*** Opening MATERIAL FOR THIS EXERCISE ***
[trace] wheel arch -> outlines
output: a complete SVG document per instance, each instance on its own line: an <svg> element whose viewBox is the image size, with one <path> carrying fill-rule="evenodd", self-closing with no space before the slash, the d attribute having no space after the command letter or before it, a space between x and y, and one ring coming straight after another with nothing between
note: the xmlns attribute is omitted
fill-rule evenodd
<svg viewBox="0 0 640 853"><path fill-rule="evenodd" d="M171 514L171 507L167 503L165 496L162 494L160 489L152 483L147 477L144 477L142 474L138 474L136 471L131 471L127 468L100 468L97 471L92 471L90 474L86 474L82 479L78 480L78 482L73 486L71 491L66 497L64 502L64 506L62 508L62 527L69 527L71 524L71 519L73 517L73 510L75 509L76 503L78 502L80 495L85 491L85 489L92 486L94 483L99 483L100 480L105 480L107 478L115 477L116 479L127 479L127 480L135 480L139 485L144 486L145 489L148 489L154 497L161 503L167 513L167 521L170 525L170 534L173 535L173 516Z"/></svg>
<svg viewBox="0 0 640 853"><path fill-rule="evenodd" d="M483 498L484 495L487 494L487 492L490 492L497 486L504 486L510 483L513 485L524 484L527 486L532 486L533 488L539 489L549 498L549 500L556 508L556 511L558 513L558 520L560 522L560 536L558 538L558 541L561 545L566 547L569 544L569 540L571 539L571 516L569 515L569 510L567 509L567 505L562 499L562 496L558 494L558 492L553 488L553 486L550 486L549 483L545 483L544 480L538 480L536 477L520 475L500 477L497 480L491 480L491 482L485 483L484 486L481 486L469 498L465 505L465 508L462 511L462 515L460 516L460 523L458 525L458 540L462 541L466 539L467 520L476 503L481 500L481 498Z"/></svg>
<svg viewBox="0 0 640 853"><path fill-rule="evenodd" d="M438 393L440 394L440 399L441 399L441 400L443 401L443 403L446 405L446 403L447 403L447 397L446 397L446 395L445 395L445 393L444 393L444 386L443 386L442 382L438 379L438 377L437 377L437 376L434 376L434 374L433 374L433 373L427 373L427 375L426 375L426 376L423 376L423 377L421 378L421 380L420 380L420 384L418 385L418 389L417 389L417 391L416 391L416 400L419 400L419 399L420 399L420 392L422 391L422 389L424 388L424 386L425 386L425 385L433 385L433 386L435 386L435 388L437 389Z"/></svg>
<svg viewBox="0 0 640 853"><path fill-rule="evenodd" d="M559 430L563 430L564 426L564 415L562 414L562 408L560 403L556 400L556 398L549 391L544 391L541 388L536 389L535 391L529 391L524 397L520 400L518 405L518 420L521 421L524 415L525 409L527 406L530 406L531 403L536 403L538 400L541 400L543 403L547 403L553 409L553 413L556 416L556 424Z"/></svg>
*** Closing MATERIAL FOR THIS EXERCISE ***
Identify the lines of the entries containing the string "attribute". Copy each such line.

output: a complete SVG document per instance, each instance on its own line: an <svg> element whose viewBox is the image size, with one <path> carrying fill-rule="evenodd", self-closing with no space before the slash, the d attribute having no space after the command letter or before it, a space between x and y, and one ring coming straight after another with nothing between
note: the xmlns attribute is omitted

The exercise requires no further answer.